__What the task requires__.
Rewrite all the lines below as a numbered list, skipping any blank lines and leaving out the pictures.

__Recorded information__.
╭──
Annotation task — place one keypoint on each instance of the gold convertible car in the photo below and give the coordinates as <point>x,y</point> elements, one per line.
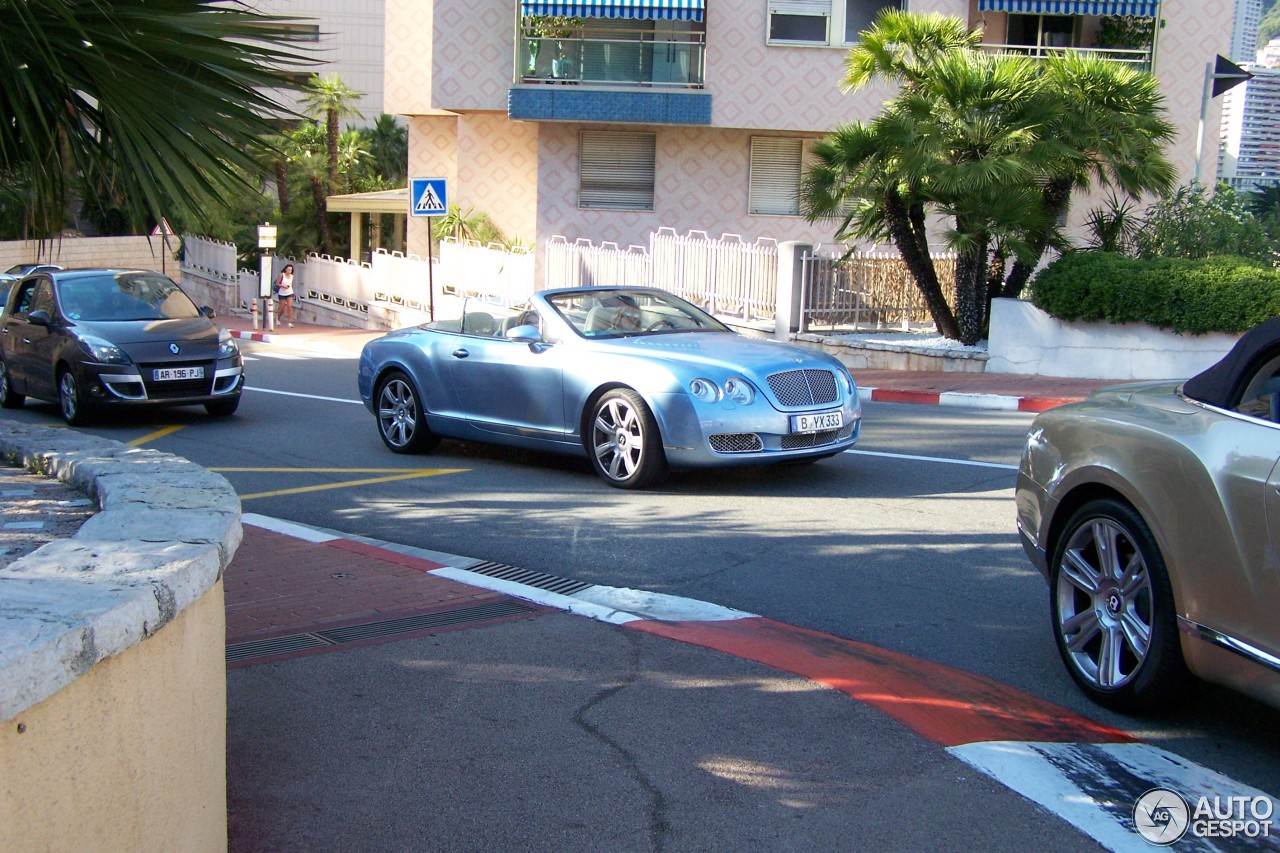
<point>1153,511</point>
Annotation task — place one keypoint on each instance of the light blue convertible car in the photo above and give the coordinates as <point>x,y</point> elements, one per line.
<point>635,378</point>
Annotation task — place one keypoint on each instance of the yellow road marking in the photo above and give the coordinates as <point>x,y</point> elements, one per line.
<point>405,475</point>
<point>151,437</point>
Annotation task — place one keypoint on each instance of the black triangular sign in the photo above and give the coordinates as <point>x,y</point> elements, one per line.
<point>1228,74</point>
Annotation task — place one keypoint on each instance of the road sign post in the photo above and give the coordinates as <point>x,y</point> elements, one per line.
<point>266,242</point>
<point>429,197</point>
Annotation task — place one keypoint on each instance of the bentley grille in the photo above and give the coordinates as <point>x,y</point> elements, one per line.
<point>804,387</point>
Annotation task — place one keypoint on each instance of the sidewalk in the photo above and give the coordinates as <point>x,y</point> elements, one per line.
<point>931,387</point>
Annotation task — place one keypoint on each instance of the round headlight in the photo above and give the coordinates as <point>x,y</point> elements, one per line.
<point>704,389</point>
<point>740,391</point>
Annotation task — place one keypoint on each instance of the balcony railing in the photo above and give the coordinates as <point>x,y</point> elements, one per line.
<point>1139,58</point>
<point>673,63</point>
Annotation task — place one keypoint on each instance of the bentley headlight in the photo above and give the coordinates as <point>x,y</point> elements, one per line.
<point>227,347</point>
<point>101,350</point>
<point>704,389</point>
<point>740,391</point>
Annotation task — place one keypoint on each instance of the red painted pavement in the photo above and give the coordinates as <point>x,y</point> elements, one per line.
<point>947,706</point>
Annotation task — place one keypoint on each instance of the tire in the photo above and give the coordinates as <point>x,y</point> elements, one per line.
<point>1112,610</point>
<point>9,398</point>
<point>223,407</point>
<point>76,410</point>
<point>624,441</point>
<point>401,423</point>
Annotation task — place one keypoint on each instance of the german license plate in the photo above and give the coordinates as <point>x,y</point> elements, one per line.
<point>168,374</point>
<point>817,423</point>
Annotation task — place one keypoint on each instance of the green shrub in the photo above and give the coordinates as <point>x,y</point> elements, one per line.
<point>1219,293</point>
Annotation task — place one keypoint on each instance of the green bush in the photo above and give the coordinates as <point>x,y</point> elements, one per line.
<point>1219,293</point>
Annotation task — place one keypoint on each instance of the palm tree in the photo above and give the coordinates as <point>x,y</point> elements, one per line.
<point>995,142</point>
<point>388,142</point>
<point>330,99</point>
<point>78,95</point>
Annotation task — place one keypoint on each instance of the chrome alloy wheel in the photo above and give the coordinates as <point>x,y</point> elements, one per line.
<point>1105,603</point>
<point>617,438</point>
<point>397,414</point>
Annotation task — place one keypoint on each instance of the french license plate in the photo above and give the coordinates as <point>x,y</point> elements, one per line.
<point>817,423</point>
<point>168,374</point>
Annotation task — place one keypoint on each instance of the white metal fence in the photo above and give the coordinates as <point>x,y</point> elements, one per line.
<point>727,276</point>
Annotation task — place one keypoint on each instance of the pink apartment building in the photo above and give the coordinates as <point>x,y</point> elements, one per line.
<point>695,114</point>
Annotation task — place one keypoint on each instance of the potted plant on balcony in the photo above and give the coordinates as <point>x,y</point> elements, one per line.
<point>556,30</point>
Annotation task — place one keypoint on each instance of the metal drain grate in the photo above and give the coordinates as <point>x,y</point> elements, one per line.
<point>536,579</point>
<point>309,641</point>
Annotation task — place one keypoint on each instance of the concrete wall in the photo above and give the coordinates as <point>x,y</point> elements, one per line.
<point>1028,341</point>
<point>129,252</point>
<point>113,684</point>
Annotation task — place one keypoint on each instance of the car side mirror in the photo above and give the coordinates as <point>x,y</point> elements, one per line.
<point>525,334</point>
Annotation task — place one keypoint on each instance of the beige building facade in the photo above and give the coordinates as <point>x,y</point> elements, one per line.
<point>695,114</point>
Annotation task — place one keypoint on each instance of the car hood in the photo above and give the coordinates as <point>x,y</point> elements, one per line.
<point>196,329</point>
<point>732,352</point>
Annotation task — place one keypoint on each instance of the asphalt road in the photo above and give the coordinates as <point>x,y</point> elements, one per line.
<point>906,543</point>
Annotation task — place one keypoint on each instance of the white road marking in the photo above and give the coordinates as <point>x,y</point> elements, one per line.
<point>1096,787</point>
<point>936,459</point>
<point>289,393</point>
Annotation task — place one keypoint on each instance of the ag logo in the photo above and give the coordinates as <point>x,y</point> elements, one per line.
<point>1161,816</point>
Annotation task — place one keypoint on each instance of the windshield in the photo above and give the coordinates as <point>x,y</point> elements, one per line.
<point>124,296</point>
<point>626,313</point>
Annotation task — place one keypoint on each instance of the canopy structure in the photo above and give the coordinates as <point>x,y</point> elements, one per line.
<point>1134,8</point>
<point>638,9</point>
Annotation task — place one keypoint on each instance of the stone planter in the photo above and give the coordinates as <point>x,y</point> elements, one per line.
<point>1028,341</point>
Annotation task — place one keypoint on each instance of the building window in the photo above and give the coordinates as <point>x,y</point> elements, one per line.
<point>823,22</point>
<point>616,170</point>
<point>777,165</point>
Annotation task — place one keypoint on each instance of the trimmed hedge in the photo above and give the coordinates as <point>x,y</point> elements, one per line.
<point>1220,293</point>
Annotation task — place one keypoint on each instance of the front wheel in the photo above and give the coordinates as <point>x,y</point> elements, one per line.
<point>1112,610</point>
<point>624,441</point>
<point>9,398</point>
<point>76,410</point>
<point>401,419</point>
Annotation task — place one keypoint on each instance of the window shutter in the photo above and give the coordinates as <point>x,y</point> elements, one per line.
<point>616,170</point>
<point>775,181</point>
<point>800,7</point>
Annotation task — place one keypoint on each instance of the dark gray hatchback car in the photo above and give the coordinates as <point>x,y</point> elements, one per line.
<point>87,338</point>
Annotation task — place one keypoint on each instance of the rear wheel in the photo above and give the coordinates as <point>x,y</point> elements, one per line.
<point>1112,609</point>
<point>9,398</point>
<point>223,407</point>
<point>401,420</point>
<point>76,409</point>
<point>624,441</point>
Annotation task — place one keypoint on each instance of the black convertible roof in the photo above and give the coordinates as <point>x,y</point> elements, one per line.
<point>1223,384</point>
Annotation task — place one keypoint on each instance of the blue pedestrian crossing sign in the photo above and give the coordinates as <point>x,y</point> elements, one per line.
<point>428,197</point>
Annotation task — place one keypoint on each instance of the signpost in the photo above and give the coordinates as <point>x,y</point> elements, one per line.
<point>429,197</point>
<point>266,242</point>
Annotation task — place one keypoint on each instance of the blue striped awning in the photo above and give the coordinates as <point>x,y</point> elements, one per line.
<point>641,9</point>
<point>1136,8</point>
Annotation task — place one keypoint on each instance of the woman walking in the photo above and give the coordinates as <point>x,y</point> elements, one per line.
<point>284,295</point>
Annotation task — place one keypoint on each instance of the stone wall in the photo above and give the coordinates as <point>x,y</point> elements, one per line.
<point>128,252</point>
<point>113,688</point>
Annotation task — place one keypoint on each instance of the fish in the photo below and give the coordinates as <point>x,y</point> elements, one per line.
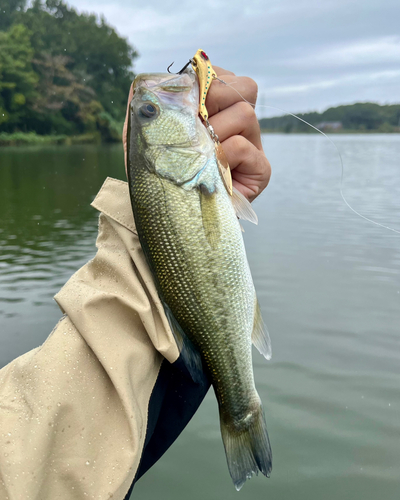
<point>188,227</point>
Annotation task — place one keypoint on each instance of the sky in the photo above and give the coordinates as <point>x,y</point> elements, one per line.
<point>305,55</point>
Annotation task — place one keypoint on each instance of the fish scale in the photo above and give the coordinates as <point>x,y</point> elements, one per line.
<point>193,244</point>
╰──
__Answer to this problem__.
1. Annotation task — place one keypoint on each instance of the gold convertible car in the photo below and give the coordinates as <point>x,y</point> elements, one per line.
2. <point>1153,511</point>
3. Annotation task — place one keypoint on each instance of the light blue convertible car in the photo above and give the coordinates as <point>x,y</point> elements, one per line.
4. <point>635,378</point>
5. Annotation task — place one keypoint on each instance of the yellow road marking in the photo above and give the coordinates as <point>x,y</point> elements, one per line.
6. <point>405,475</point>
7. <point>151,437</point>
8. Annotation task — place one keypoint on each instance of the black triangular sign in the photo above and give the coordinates as <point>x,y</point> elements, one per line.
9. <point>1228,74</point>
10. Annotation task — place one keypoint on each instance of the road sign post in the photo above and give the coordinates as <point>x,y</point> elements, one per line.
11. <point>266,242</point>
12. <point>429,197</point>
13. Annotation task — place one keypoint on each instance of the bentley grille in the photo above and give the coordinates as <point>x,y</point> elements, one per line.
14. <point>804,387</point>
15. Annotation task — place one keypoint on each instance of the sidewalk in the photo above and give the coordinates as <point>x,y</point> elements, one per line.
16. <point>931,387</point>
17. Annotation task — place one keypoint on each instance of the round headlight in the photo above and give the coordinates as <point>x,y</point> elements, one per line.
18. <point>704,389</point>
19. <point>740,391</point>
20. Annotation task — place one keypoint on each instance of the balcony railing in the photo above and give the coordinates as <point>x,y</point> elements, one per line.
21. <point>1139,58</point>
22. <point>673,63</point>
23. Annotation task — place one keypoint on each instance of the bentley headlight in the photo above and give the coordinates as <point>x,y</point> elements, one per line.
24. <point>227,347</point>
25. <point>101,350</point>
26. <point>704,389</point>
27. <point>740,391</point>
28. Annotation task — place one keypoint on each instance of the red painted pavement in the photo above and give the coordinates as <point>x,y</point> elements, one per line.
29. <point>947,706</point>
30. Annotation task — place one keypoint on each instance of the tire in the photo above and give the coordinates as <point>x,y</point> elements, one per line.
31. <point>1112,610</point>
32. <point>9,398</point>
33. <point>223,407</point>
34. <point>76,410</point>
35. <point>624,441</point>
36. <point>401,423</point>
37. Annotation task — place one keypoint on each instance of the german license plate in the photo above and give the coordinates as <point>x,y</point> elements, one per line.
38. <point>168,374</point>
39. <point>817,423</point>
40. Annotation task — place one keypoint on each instance of the green shrub in the photo above and give the coordinates as <point>x,y</point> elements, one per line.
41. <point>1219,293</point>
42. Annotation task — place one keypoint on each instance of the green bush in the photo above and give the coordinates as <point>x,y</point> elements, one per line.
43. <point>1219,293</point>
44. Annotation task — place one keypoint on each instance of the palm tree in the photo above and give the coordinates as <point>x,y</point> elements, one per line.
45. <point>995,142</point>
46. <point>388,142</point>
47. <point>330,99</point>
48. <point>78,95</point>
49. Annotation task — place one keypoint on each instance of the chrome alloy wheel in the photo above and give the coordinates as <point>x,y</point> elements, one per line.
50. <point>1105,603</point>
51. <point>617,438</point>
52. <point>397,414</point>
53. Annotation task — place one keypoint on each instance of the french license plate in the photo above and give the coordinates as <point>x,y</point> elements, one per line.
54. <point>817,423</point>
55. <point>168,374</point>
56. Annotation task — place one keypoint on each instance of the white metal fence in the photo above and give the coordinates as <point>x,y</point> elements, one per line.
57. <point>727,276</point>
58. Annotation task — place one keypoint on each instance of the pink apartment building in the photo above and give the coordinates as <point>x,y</point> elements, one per line.
59. <point>695,114</point>
60. Annotation task — place one keypoint on each instance of the potted plant on balcony in the photo above and give the coordinates as <point>x,y</point> elements, one per line.
61. <point>556,30</point>
62. Annotation task — place one keypoint on each instance of the metal drain grate in the photo above and give the coordinates as <point>x,y</point> elements, one per line.
63. <point>536,579</point>
64. <point>309,641</point>
65. Annotation task — place one keypoint on each instance of the concrete wall in the photo above and give the coordinates as <point>x,y</point> elements, one per line.
66. <point>1028,341</point>
67. <point>129,252</point>
68. <point>113,684</point>
69. Annotation task — place one keypoint on each instance of the car side mirror in the photo above and give the coordinates as <point>x,y</point> elements, one per line.
70. <point>525,334</point>
71. Annotation task — place one keypoint on each instance of the beige building facade in the photo above and give the coordinates as <point>x,y</point> elements, one per line.
72. <point>695,114</point>
73. Annotation task — place one keypoint on each instance of the car hood in the photo above and give the coordinates as <point>x,y</point> elements, one per line.
74. <point>196,329</point>
75. <point>732,352</point>
76. Annotation task — place one keypoint on each instance of the asphalt road in the photo above and give the coordinates as <point>x,y</point> elements, one per line.
77. <point>906,543</point>
78. Annotation task — place one keypoint on each instance of the white road marking in the photo above and give the coordinates as <point>x,y</point> elements, one per line.
79. <point>1096,787</point>
80. <point>936,459</point>
81. <point>289,393</point>
82. Annotation task — place one keypoint on each instance of the ag logo in the photo above and give the coordinates as <point>x,y</point> elements, one per line.
83. <point>1161,816</point>
84. Annotation task — place one keypoint on each instance of the windshield in the photo above and give the coordinates as <point>x,y</point> elements, one per line.
85. <point>124,296</point>
86. <point>626,313</point>
87. Annotation task — place one keypoint on each instance of the canopy structure in the photo above and give the coordinates as <point>x,y</point> elements, one per line.
88. <point>1134,8</point>
89. <point>638,9</point>
90. Annotation task — place one keypoint on each instance of the stone planter in the photo above and give the coordinates as <point>x,y</point> elements, one per line.
91. <point>1028,341</point>
92. Annotation task — place one keypoint on each instance of the building window in the photo above and give the coordinates as <point>x,y</point> elements, one per line.
93. <point>823,22</point>
94. <point>616,170</point>
95. <point>777,165</point>
96. Annotation task — place one keypoint on each instance of the trimmed hedge in the photo above and give the coordinates as <point>x,y</point> elements, one per line.
97. <point>1220,293</point>
98. Annotation task — place one keypoint on each instance of the front wheel in the photo above and give the coordinates as <point>x,y</point> elements, one per line.
99. <point>1112,610</point>
100. <point>624,441</point>
101. <point>9,398</point>
102. <point>76,410</point>
103. <point>401,419</point>
104. Annotation task — place one keypoint on each instance of the window shutter in the photo above and give the coordinates as <point>x,y</point> elements, one per line.
105. <point>616,170</point>
106. <point>775,181</point>
107. <point>800,7</point>
108. Annotation task — place one keypoint on each instance of the dark gray hatchback car in the photo above and give the coordinates as <point>x,y</point> elements, one per line.
109. <point>87,338</point>
110. Annotation task — place one keypoint on each instance of the rear wheel in the photo above and give the coordinates as <point>x,y</point> elements, one per line.
111. <point>1112,609</point>
112. <point>9,398</point>
113. <point>223,407</point>
114. <point>401,420</point>
115. <point>76,409</point>
116. <point>624,441</point>
117. Annotation task — place one keypoint on each instance of the black convertible roof in the photo above and give the coordinates as <point>x,y</point> elements, one per line.
118. <point>1223,384</point>
119. Annotation task — place one keypoint on each instance of the blue pedestrian crossing sign in the photo above and give the coordinates as <point>x,y</point> elements, one per line.
120. <point>428,197</point>
121. Annotation task — place one keypoint on each instance of the signpost in the photo above and give the coordinates as <point>x,y</point> elements, one per line.
122. <point>429,197</point>
123. <point>266,242</point>
124. Annotation task — place one keypoint on each instance of the blue striped awning in the photo above and give the coordinates as <point>x,y</point> elements, one per line.
125. <point>641,9</point>
126. <point>1136,8</point>
127. Annotation task — place one keypoint on each instance of the woman walking in the photo above and give the coordinates as <point>x,y</point> elements, one per line.
128. <point>284,295</point>
129. Annotation task — place one keypoint on each instance of the stone wall in the photo above and give the coordinates as <point>x,y</point> elements, one per line.
130. <point>128,252</point>
131. <point>113,688</point>
132. Annotation task — place one keypoint on each instance of the fish in the photo below and give the coordinates as <point>x,y</point> elements, one per line.
133. <point>188,227</point>
134. Annotation task — place one keypoint on each instance of the sky in the photo above and give the coordinates as <point>x,y</point> elements, one per line.
135. <point>305,55</point>
136. Annotation task — place one keypoint on each instance of the fish scale in the photo above and give the coordinates as <point>x,y</point> elements, one per line.
137. <point>193,244</point>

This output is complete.